╭─ Excerpted data

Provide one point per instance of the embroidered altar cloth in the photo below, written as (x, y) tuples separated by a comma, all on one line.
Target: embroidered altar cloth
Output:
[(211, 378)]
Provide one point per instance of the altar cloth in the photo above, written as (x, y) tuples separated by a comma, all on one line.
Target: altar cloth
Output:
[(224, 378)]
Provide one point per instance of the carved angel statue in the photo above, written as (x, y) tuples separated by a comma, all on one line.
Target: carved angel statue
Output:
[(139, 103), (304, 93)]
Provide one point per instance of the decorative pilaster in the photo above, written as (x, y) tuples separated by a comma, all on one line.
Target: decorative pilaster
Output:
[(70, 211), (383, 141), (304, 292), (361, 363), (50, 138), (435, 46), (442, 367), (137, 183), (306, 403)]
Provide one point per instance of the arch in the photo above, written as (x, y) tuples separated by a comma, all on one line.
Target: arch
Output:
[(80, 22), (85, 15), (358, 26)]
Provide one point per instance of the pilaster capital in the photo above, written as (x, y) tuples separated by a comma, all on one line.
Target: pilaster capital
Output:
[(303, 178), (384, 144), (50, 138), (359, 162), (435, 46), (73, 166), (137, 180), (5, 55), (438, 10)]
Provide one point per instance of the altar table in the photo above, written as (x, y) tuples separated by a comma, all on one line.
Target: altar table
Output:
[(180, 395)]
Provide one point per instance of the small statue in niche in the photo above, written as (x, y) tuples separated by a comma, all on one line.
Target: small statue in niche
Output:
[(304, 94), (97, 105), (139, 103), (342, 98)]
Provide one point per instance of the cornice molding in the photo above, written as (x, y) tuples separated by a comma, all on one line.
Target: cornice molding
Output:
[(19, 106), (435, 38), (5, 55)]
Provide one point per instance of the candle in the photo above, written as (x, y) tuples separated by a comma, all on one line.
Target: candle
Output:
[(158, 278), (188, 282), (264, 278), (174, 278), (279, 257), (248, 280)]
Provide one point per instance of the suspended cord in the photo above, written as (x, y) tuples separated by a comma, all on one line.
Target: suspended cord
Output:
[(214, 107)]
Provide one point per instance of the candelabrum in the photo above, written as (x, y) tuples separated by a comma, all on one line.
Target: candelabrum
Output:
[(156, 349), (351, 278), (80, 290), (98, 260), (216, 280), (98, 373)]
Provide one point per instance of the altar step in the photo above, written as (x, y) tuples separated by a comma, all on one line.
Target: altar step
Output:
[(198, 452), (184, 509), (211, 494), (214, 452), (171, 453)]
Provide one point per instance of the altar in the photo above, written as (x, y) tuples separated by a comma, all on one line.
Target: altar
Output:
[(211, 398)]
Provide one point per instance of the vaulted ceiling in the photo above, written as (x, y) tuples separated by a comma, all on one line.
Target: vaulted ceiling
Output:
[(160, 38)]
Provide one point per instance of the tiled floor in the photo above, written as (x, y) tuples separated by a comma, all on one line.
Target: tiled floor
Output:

╰─

Your task:
Once the listing above has been read, restate it exactly.

Exercise solution:
Provide one point per instance of the embroidered altar cloth in the photo below, written as (x, y) tuples separated by a comma, all on one line.
Target: embroidered altar cloth
Output:
[(211, 378)]
Provide one point per instance of the altar cloth in the photo above, written as (x, y) tuples separated by a comma, all on one line.
Target: altar cloth
Output:
[(224, 378)]
Provide one point per instance of the carved angel statue in the photo above, written as (x, y) tuples separated by a comma, all on one line.
Target: carved angel statue
Output:
[(139, 103), (304, 93)]
Provide one point per instance of the decorative pilaster in the photo above, written as (x, y) tuples separated by a comma, all on one line.
Target: decorative pilaster
Output:
[(70, 211), (383, 141), (304, 292), (361, 363), (50, 138), (435, 46), (442, 367), (137, 183), (306, 403)]
Provide one point per instance of the arch in the photo above, written as (x, y) tuples separated by a comma, all on one line.
Target: arch
Output:
[(80, 22), (85, 15), (358, 26)]
Provide one point per instance of the pilaster capital in the photo above, written as (x, y) tuples separated by a comma, all on one line.
Target: pilaster capital
Output:
[(303, 178), (384, 144), (50, 138), (359, 162), (435, 46), (73, 166), (137, 180), (5, 55), (438, 10)]
Provide one point per instance of the altar table in the photo above, written as (x, y) tuples separated by a comma, all on one line.
Target: altar table
Output:
[(180, 395)]
Provide one point per instance of the small statue in niche in the photo above, written as (x, y) tuples separated by a comma, all on one line.
Target: small statue in niche
Output:
[(304, 94), (97, 105), (139, 103), (342, 98)]
Provide one point per instance of the cornice molding in the photo above, written as (x, y) tuples separated by a comma, all on one line.
Target: cornice molding
Output:
[(19, 106), (435, 38), (5, 55)]
Provide one point per instance of the candle in the photo above, written as (x, y) tuples separated by a comma, all on one line.
Target: candle
Output:
[(158, 278), (188, 282), (264, 278), (174, 278), (279, 257), (248, 280)]
Provide one point per instance of the suspended cord in the photo above, written as (x, y) tuples separated by a comma, all on one line.
Target: suspended cord
Output:
[(214, 107)]
Provide one point per instance of the candelabrum in the photo above, written as (x, y) tuples separated by a comma, all on one line.
Target: candelabrum
Output:
[(156, 349), (351, 278), (80, 290), (98, 260), (216, 280), (98, 373)]
Provide one point per instance of the altar step in the photo above, written as (x, y) tuples separated by a comma, all on one line.
Target: altar step
Output:
[(198, 452), (184, 509), (211, 494), (214, 452), (171, 453)]
Provide one point per instance of the altar in the photo above, written as (x, y) tuples separated by a comma, all on one line.
Target: altar
Output:
[(211, 398)]
Provide one point per instance of the vaulted ceiling in the photo above, written as (x, y) tuples separated by a comma, all on one line.
Target: vaulted ceiling
Output:
[(160, 38)]
Provide one point per instance of the tiled floor in the photo above, written as (x, y) tuples separated by a comma, all on one line.
Target: tiled floor
Output:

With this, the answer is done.